PROBLEM REQUIREMENTS
Locate each line in the items below that contains the string "garlic", and copy every such line in full.

RECORDED INFORMATION
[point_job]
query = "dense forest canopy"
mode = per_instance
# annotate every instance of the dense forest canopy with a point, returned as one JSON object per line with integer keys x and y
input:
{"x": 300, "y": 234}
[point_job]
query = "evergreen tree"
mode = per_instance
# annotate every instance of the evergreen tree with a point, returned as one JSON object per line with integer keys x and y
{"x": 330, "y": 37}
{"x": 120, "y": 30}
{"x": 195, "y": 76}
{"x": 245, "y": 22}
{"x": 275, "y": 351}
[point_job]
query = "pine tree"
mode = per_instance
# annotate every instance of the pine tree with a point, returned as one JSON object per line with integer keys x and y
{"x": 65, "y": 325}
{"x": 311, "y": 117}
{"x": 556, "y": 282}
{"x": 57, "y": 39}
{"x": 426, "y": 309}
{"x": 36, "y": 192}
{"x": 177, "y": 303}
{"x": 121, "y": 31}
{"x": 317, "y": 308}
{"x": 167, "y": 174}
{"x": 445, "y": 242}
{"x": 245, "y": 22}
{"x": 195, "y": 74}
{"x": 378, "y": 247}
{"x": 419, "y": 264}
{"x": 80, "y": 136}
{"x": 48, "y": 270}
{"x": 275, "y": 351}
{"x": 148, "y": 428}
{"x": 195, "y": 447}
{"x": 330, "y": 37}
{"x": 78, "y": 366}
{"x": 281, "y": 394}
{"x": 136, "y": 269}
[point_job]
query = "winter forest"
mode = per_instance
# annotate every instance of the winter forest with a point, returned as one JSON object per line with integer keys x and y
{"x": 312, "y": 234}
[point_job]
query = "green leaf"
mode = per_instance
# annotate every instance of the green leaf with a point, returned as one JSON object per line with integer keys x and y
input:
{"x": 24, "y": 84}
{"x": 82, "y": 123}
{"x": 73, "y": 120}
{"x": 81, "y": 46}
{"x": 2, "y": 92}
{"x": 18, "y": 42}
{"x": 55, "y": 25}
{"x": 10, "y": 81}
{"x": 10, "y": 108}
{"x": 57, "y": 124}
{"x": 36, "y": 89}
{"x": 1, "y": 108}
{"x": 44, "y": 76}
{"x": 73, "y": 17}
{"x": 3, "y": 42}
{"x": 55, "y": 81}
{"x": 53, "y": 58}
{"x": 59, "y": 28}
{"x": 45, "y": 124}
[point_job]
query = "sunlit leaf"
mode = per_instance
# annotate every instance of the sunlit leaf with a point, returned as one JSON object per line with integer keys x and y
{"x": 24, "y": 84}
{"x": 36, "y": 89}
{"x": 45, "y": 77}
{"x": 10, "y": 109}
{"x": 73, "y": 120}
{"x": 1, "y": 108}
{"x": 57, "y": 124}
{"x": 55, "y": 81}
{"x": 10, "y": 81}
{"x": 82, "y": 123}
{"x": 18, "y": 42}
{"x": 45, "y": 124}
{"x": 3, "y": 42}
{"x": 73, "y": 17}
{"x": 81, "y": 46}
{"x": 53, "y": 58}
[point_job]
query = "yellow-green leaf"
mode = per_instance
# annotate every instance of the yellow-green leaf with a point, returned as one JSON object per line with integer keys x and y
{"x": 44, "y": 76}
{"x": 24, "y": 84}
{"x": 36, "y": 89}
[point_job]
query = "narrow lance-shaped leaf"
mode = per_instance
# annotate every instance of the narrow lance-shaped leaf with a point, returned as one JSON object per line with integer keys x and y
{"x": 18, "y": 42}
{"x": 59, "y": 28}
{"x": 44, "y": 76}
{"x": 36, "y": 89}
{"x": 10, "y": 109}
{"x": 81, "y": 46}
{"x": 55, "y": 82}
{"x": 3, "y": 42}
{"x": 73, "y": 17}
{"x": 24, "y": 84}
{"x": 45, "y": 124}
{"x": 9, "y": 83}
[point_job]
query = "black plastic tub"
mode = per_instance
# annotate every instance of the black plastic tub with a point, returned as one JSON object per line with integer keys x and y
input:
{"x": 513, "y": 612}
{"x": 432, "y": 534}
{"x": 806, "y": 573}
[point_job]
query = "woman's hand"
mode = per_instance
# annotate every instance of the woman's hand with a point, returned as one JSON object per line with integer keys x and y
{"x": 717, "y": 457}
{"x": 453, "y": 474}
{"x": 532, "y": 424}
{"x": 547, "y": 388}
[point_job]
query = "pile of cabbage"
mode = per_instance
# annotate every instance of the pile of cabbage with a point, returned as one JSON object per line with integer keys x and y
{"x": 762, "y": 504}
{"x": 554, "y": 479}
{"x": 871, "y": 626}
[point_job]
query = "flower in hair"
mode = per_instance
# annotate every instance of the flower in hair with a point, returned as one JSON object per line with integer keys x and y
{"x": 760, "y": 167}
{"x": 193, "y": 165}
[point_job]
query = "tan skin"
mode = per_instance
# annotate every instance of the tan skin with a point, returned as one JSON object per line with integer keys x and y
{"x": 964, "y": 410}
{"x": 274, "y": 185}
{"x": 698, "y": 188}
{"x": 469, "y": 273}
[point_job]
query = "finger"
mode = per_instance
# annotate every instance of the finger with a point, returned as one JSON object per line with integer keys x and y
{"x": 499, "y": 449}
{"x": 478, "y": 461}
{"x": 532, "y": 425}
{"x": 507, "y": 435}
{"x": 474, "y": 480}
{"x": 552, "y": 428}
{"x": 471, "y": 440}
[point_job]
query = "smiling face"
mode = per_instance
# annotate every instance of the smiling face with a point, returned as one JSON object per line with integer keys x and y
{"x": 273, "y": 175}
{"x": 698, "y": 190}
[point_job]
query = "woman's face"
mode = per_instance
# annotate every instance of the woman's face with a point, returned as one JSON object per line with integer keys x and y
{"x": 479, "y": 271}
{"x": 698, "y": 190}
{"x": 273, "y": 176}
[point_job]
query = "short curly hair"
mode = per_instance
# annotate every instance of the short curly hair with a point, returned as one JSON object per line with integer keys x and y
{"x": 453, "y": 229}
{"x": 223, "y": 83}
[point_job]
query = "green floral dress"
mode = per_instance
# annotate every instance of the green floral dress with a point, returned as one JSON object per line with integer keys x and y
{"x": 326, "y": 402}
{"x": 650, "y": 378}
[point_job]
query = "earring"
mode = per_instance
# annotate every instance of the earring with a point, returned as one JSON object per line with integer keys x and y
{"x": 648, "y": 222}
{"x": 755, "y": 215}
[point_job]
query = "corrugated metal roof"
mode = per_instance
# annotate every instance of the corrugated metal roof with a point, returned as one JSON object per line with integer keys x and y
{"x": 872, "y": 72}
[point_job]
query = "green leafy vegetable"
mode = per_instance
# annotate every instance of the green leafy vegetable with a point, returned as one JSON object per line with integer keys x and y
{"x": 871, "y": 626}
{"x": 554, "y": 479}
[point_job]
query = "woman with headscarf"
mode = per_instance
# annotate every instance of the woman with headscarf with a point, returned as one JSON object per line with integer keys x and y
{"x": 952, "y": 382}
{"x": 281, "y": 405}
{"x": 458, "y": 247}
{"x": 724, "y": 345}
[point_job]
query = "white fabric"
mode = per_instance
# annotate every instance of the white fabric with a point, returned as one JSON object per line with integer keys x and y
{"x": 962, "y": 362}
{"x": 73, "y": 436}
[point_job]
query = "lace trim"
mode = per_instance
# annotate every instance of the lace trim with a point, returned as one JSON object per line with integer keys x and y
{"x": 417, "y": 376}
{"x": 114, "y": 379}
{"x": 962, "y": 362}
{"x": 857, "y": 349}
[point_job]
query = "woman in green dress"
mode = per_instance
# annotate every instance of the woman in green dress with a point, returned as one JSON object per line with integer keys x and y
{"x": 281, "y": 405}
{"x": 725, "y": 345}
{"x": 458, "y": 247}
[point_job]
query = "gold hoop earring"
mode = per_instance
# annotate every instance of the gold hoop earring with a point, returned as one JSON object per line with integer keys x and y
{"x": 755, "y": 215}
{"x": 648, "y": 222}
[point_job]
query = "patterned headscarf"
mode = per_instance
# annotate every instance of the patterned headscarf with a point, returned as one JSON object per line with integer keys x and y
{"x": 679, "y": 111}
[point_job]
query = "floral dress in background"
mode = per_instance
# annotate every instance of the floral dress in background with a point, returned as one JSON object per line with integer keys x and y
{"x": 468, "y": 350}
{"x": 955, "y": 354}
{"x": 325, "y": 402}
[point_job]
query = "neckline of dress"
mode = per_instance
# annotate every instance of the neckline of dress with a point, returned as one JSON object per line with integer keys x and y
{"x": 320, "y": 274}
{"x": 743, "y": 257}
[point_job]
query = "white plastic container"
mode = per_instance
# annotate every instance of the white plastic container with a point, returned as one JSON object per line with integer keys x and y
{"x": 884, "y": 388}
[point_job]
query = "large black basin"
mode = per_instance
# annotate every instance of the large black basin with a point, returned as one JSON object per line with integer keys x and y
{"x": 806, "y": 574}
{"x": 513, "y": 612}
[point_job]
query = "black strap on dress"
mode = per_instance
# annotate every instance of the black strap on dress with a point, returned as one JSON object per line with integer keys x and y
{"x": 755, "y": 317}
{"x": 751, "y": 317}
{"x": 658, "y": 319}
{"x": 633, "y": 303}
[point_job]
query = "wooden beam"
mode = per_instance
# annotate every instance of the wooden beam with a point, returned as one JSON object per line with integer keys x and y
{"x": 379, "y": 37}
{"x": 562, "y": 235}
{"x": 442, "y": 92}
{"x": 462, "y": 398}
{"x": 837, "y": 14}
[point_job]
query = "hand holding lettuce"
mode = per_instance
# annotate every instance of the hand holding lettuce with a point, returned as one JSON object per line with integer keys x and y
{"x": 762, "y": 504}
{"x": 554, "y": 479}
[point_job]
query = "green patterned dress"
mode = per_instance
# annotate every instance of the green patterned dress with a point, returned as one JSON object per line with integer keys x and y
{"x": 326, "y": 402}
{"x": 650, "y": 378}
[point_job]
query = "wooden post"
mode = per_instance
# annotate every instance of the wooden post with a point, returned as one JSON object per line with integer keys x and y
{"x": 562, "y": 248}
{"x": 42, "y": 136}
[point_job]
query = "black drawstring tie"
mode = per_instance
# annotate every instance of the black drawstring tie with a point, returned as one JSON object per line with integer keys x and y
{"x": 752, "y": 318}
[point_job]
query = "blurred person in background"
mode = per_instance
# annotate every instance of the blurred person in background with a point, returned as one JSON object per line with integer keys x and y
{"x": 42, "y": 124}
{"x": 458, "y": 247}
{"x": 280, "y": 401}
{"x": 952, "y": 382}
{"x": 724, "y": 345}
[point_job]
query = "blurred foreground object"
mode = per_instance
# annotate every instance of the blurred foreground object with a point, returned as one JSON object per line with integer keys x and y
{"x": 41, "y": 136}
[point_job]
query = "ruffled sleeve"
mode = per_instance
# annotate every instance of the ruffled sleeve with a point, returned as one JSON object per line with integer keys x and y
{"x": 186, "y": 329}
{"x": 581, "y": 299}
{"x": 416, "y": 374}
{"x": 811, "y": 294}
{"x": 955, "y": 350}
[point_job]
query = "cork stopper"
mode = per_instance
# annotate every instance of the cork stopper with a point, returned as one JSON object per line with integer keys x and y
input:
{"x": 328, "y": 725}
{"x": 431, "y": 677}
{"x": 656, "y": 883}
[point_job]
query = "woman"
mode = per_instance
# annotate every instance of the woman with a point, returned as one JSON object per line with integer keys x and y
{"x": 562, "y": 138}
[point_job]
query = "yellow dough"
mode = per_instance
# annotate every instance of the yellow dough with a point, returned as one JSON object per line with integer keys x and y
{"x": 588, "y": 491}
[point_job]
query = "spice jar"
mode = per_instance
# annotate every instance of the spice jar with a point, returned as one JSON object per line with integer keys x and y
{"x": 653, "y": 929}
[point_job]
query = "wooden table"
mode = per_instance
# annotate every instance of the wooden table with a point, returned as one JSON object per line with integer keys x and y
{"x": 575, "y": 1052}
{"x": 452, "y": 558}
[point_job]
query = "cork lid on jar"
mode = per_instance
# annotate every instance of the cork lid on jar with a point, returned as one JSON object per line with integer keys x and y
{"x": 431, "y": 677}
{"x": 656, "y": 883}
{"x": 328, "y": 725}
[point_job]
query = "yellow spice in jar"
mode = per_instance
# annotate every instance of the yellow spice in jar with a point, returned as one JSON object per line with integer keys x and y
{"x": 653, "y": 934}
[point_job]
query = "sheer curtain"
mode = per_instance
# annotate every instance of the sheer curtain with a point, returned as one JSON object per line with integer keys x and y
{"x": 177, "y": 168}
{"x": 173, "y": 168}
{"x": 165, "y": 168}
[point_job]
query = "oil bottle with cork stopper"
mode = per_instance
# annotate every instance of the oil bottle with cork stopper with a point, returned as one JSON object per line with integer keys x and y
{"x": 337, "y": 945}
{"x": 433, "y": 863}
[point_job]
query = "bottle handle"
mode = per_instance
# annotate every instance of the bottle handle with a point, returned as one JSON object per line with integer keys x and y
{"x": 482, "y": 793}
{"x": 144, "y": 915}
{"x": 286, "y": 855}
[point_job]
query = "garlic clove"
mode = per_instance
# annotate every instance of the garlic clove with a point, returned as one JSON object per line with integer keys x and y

ANSWER BELOW
query = "garlic clove"
# annotate every instance of the garlic clove with a point, returned as one JSON object per line with integer keys x and y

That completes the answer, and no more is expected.